**Instructions for the task**
Your task is to find every line of the listing that includes "microphone" and copy it.

Extracted data START

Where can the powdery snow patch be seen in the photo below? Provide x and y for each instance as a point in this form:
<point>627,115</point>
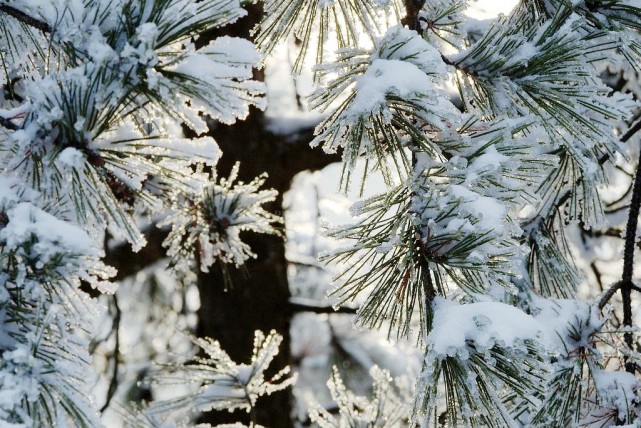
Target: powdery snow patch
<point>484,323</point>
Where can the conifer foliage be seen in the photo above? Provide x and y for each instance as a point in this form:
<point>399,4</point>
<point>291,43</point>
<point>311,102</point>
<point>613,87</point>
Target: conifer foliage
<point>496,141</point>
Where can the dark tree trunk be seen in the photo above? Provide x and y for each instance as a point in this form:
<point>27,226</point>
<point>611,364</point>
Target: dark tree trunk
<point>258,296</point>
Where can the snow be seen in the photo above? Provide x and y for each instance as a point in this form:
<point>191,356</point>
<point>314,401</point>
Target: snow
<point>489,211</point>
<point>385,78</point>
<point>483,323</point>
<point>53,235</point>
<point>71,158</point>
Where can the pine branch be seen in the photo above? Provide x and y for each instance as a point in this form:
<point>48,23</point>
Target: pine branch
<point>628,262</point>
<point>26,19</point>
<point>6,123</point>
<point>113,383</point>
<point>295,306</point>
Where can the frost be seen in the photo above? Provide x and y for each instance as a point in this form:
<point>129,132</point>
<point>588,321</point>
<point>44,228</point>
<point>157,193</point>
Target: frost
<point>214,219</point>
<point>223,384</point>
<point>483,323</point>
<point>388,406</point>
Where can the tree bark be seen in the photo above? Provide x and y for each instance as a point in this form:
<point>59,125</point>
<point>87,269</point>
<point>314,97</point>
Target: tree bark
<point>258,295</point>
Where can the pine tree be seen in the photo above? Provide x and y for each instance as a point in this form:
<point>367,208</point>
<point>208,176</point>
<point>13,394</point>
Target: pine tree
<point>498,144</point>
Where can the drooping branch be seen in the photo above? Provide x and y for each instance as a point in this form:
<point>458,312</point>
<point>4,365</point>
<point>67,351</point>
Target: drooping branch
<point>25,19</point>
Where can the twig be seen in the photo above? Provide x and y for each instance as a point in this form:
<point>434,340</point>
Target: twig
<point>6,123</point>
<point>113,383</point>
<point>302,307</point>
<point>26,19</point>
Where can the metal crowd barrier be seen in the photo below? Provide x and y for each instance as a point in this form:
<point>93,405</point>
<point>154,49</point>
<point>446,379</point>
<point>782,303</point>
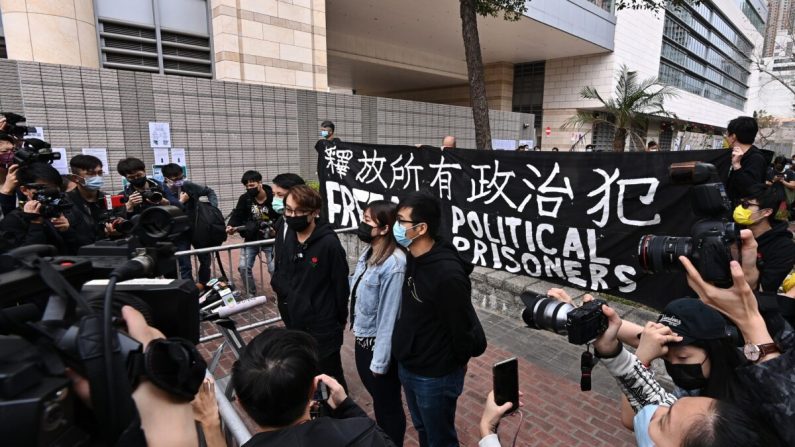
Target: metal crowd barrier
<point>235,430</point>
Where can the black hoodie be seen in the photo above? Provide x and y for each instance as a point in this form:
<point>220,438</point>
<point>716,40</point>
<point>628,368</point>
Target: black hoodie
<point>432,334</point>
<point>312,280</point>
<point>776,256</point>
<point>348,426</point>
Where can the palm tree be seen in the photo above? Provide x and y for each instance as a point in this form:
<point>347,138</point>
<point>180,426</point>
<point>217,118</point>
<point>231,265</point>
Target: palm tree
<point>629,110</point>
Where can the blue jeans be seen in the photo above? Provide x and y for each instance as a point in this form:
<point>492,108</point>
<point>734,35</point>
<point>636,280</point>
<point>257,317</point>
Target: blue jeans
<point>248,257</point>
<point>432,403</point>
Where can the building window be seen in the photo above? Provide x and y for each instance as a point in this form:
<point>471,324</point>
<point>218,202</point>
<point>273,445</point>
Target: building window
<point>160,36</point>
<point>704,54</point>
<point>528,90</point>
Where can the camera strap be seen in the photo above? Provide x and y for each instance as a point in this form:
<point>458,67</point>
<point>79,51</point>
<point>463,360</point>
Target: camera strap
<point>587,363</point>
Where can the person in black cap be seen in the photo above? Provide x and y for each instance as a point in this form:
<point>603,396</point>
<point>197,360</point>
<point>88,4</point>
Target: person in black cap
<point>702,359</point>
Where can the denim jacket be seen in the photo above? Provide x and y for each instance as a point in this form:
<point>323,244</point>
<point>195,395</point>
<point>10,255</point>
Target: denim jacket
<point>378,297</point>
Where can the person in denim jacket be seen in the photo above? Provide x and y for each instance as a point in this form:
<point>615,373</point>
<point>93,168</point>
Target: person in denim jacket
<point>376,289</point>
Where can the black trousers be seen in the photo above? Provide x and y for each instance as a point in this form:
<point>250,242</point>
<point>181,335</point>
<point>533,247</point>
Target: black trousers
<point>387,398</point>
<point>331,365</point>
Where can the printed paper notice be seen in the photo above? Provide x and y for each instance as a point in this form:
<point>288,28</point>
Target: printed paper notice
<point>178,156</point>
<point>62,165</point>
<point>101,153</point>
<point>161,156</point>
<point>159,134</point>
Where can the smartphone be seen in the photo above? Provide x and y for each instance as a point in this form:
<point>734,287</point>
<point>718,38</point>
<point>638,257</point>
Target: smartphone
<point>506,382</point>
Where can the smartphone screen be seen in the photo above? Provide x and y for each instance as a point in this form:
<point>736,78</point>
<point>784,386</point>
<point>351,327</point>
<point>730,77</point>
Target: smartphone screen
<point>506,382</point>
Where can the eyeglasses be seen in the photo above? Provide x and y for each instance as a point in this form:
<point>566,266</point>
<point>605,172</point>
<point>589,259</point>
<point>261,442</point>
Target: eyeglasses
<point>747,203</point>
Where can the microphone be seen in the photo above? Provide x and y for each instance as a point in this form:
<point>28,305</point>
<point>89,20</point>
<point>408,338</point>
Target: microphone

Extracted data END

**Answer to this problem**
Where can the microphone be seen in the photo above? Provide x and y for each instance as a point in this form:
Target: microphone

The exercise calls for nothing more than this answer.